>> start
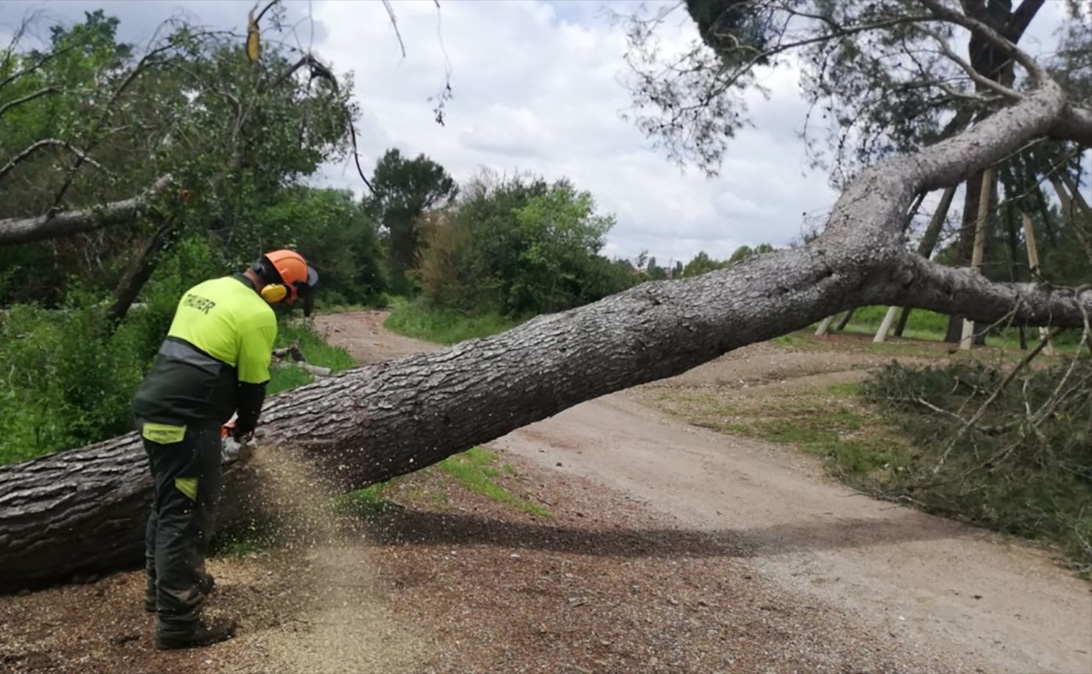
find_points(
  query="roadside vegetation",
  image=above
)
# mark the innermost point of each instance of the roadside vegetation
(81, 317)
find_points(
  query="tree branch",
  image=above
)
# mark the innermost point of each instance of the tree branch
(1021, 19)
(1075, 125)
(46, 143)
(1034, 70)
(974, 74)
(27, 98)
(36, 64)
(26, 229)
(960, 292)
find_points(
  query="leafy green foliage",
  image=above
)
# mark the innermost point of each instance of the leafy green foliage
(232, 133)
(519, 247)
(1012, 471)
(336, 235)
(404, 190)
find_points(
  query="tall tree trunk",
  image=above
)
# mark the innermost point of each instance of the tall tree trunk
(928, 243)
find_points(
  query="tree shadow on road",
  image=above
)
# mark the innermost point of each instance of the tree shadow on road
(431, 528)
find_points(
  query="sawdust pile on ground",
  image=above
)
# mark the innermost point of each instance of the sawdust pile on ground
(337, 617)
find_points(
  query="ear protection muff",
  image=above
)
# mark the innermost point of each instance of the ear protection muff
(274, 292)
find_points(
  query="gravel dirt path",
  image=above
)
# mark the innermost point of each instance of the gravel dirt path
(665, 547)
(932, 584)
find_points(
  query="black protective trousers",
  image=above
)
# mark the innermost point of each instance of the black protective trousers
(182, 518)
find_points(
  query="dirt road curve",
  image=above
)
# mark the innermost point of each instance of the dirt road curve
(932, 584)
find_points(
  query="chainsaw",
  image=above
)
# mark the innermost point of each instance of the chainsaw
(232, 449)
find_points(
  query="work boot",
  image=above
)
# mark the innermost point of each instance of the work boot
(205, 584)
(200, 634)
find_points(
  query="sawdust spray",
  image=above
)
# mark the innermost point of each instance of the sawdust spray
(342, 621)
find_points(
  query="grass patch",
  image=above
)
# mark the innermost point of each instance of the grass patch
(367, 503)
(477, 470)
(418, 320)
(316, 350)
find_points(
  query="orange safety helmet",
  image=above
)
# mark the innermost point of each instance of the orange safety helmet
(287, 276)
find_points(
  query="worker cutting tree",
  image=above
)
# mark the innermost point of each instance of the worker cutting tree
(213, 364)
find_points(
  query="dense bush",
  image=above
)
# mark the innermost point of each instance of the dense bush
(1024, 468)
(519, 247)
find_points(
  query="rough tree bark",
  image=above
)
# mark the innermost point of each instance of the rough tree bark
(82, 510)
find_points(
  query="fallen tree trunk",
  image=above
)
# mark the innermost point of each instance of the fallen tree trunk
(83, 510)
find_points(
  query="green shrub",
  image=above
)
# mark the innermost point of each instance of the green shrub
(1008, 472)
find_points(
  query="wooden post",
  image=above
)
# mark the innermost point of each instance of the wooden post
(980, 247)
(886, 326)
(1033, 263)
(928, 243)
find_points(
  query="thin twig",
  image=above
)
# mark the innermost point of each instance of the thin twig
(394, 24)
(46, 143)
(42, 92)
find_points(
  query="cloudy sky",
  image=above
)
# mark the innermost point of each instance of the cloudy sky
(536, 89)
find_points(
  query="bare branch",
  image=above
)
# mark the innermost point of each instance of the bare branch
(26, 229)
(394, 24)
(985, 405)
(47, 143)
(1076, 125)
(1034, 70)
(974, 74)
(146, 61)
(42, 92)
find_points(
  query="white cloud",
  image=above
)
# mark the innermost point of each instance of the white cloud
(536, 89)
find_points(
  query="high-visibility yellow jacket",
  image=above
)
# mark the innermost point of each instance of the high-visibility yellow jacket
(215, 359)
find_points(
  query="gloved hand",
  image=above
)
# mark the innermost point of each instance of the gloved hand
(241, 434)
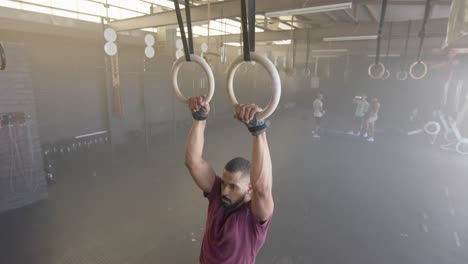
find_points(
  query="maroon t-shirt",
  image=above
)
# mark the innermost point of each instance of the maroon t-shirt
(235, 238)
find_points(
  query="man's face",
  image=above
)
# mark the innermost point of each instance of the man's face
(235, 190)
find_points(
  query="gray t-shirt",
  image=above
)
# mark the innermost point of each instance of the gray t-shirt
(361, 108)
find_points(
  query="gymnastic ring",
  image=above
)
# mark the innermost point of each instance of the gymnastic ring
(428, 130)
(459, 148)
(206, 68)
(424, 70)
(381, 72)
(2, 57)
(402, 75)
(272, 71)
(386, 75)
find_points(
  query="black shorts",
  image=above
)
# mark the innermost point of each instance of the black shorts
(358, 119)
(317, 120)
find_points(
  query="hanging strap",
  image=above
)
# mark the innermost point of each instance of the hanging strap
(403, 61)
(252, 25)
(2, 58)
(248, 28)
(422, 33)
(308, 49)
(188, 49)
(389, 41)
(379, 33)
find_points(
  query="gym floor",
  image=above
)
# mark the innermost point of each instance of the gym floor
(337, 200)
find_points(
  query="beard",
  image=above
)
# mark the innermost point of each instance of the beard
(228, 205)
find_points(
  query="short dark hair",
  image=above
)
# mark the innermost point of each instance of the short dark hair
(238, 164)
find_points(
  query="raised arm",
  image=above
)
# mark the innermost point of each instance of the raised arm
(201, 172)
(260, 167)
(261, 178)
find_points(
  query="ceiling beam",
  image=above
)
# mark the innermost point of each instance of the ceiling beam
(436, 26)
(371, 13)
(404, 2)
(331, 16)
(353, 19)
(225, 9)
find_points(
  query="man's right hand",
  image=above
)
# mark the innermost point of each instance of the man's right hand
(199, 108)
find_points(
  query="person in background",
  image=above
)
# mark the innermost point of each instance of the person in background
(372, 118)
(362, 106)
(318, 114)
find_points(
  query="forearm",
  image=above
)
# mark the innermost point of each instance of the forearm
(261, 168)
(195, 143)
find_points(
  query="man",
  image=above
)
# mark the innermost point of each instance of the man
(373, 116)
(240, 202)
(362, 106)
(318, 114)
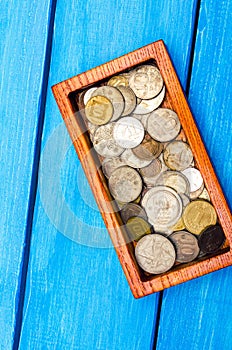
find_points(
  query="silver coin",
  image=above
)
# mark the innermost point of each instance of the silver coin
(196, 181)
(104, 142)
(129, 158)
(178, 155)
(115, 97)
(186, 245)
(163, 124)
(132, 210)
(155, 254)
(128, 132)
(143, 118)
(88, 94)
(125, 184)
(129, 99)
(146, 81)
(147, 106)
(175, 180)
(163, 207)
(111, 164)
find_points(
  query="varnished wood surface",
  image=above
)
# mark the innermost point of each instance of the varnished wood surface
(77, 296)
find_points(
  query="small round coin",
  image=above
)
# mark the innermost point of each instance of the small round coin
(146, 81)
(128, 132)
(114, 96)
(211, 239)
(125, 184)
(99, 110)
(137, 227)
(155, 253)
(147, 106)
(198, 215)
(130, 99)
(186, 245)
(175, 180)
(163, 125)
(178, 155)
(132, 210)
(163, 207)
(104, 142)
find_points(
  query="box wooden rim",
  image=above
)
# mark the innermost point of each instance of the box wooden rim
(62, 91)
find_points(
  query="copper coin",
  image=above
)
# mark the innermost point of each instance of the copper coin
(186, 245)
(211, 239)
(131, 210)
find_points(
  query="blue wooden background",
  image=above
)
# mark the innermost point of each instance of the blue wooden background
(61, 289)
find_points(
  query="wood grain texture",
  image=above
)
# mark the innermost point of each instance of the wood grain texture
(77, 296)
(201, 309)
(23, 31)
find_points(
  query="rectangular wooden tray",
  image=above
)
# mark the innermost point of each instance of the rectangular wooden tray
(65, 93)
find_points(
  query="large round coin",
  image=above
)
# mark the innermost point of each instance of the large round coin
(211, 239)
(147, 106)
(99, 110)
(131, 210)
(178, 155)
(163, 207)
(175, 180)
(104, 142)
(186, 245)
(155, 254)
(115, 97)
(128, 132)
(163, 125)
(146, 81)
(198, 215)
(125, 184)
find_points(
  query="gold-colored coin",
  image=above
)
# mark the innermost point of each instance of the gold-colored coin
(137, 227)
(179, 225)
(99, 110)
(118, 80)
(198, 215)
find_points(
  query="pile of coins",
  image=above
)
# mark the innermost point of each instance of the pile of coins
(150, 170)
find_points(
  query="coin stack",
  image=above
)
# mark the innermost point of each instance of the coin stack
(150, 170)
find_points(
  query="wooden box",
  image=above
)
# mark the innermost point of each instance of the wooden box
(65, 94)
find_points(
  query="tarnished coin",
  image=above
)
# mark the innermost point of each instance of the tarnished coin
(178, 155)
(163, 125)
(205, 195)
(147, 106)
(118, 80)
(149, 149)
(175, 180)
(125, 184)
(186, 245)
(146, 81)
(196, 181)
(115, 97)
(128, 132)
(111, 164)
(163, 207)
(198, 215)
(99, 110)
(131, 210)
(129, 99)
(142, 118)
(137, 227)
(104, 142)
(155, 253)
(88, 95)
(129, 158)
(211, 239)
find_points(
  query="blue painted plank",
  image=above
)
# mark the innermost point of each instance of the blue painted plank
(201, 310)
(77, 296)
(23, 32)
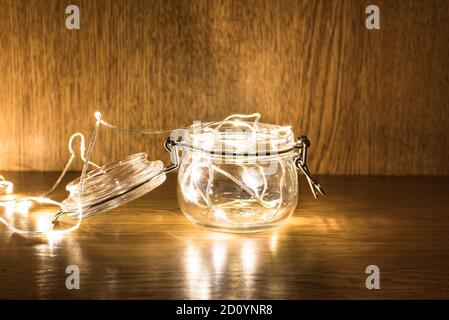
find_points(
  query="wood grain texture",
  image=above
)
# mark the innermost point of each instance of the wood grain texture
(372, 102)
(148, 249)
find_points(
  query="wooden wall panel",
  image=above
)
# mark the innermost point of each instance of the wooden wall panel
(372, 102)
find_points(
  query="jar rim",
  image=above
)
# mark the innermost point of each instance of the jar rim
(240, 138)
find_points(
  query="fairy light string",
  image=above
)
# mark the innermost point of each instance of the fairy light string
(114, 184)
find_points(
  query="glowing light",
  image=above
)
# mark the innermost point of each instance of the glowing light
(252, 180)
(6, 185)
(191, 194)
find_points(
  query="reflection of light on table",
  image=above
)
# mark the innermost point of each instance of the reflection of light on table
(219, 252)
(248, 257)
(197, 274)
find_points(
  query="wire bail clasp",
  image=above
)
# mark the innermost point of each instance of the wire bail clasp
(301, 163)
(172, 146)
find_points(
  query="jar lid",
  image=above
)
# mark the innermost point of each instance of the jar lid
(240, 135)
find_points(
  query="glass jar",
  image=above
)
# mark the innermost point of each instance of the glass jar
(239, 175)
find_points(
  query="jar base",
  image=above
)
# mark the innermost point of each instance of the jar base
(249, 229)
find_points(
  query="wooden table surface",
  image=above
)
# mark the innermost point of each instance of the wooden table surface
(148, 250)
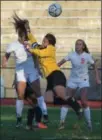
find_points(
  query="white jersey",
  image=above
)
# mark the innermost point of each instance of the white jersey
(79, 63)
(22, 56)
(25, 68)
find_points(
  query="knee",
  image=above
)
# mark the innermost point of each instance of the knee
(21, 96)
(84, 104)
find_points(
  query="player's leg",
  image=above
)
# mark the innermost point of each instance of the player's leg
(58, 83)
(86, 108)
(33, 111)
(20, 89)
(20, 102)
(35, 84)
(65, 109)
>> end
(Task brief)
Pull out each line of the records that contains the word "green". Case counts.

(Solution for this problem)
  query="leafy green foliage",
# mark the innermost point of each instance of the leafy green foliage
  query="green shrub",
# mark the innermost point of each instance of the green shrub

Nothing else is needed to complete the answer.